» Your instructions
Rewrite the part of the entries that begins with the line containing "Emit one marker per instance in this form: [(159, 218)]." and runs through the end of the entries, swapping "truck" for "vehicle" and leaving everything else unchanged.

» Listed records
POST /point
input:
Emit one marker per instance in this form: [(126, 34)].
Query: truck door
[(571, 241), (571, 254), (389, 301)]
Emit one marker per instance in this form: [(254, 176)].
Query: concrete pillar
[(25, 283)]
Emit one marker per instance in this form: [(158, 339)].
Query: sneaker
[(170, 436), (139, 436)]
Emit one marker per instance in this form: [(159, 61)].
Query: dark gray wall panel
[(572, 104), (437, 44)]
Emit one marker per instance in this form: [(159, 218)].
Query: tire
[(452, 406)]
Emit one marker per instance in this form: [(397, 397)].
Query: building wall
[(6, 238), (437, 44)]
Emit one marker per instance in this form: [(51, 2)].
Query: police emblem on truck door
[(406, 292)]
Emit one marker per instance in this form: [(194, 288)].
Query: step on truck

» Result for this exercise
Emit one marker per instance in this form: [(159, 218)].
Query: tire
[(452, 406)]
Emit one marker per instance in this form: [(397, 397)].
Query: building wall
[(6, 238), (437, 44)]
Emit one marker per instance in this form: [(51, 2)].
Query: police emblem on vehicle door
[(406, 292)]
Emit one marker per instance in this form: [(194, 288)].
Query: step on vehicle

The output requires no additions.